- [ASSIGNED TASK] Taking the line that contains "Objective — for every instance of the gravel" as the first, copy each line exactly up to and including the last line below.

Dataset entries:
********

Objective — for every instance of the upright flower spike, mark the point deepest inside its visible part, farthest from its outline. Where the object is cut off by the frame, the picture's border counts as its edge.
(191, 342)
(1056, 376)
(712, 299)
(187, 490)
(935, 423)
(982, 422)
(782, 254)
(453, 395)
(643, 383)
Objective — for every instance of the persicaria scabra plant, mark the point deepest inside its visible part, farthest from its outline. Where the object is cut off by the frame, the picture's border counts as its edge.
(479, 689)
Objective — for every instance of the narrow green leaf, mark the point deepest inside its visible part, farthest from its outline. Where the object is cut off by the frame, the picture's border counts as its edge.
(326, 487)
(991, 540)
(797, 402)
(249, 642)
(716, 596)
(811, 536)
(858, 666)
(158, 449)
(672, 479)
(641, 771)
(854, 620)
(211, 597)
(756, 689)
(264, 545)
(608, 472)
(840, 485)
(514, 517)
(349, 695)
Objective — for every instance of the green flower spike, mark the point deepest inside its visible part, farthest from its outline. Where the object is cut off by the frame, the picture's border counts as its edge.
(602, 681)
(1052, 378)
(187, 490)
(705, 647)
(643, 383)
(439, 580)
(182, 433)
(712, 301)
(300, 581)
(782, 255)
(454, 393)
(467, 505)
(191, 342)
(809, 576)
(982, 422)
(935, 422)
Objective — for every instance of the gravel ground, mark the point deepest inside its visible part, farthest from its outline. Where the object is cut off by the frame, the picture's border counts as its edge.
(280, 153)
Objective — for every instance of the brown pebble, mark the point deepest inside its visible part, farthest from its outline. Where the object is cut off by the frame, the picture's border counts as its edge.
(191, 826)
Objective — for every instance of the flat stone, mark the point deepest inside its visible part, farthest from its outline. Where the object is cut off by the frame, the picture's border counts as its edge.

********

- [RESULT OF THE TASK]
Objective — for every instance of the gravel ground, mark the point deepest inside its visible part, farthest from its outline. Where the object is cut off by the frame, the picture's border counts as its edge.
(280, 153)
Objective — for every instance of the brown pebble, mark the point deepest inside its visible part, farthest from its outline. Where the object is cut off by the frame, the picture's border counts as its edge.
(191, 826)
Objective — for every instance of the flat stone, mark the point deepest inside its visible part, farthest from its outline. Where the object is cut off by the frame, the picture's border counts as its edge.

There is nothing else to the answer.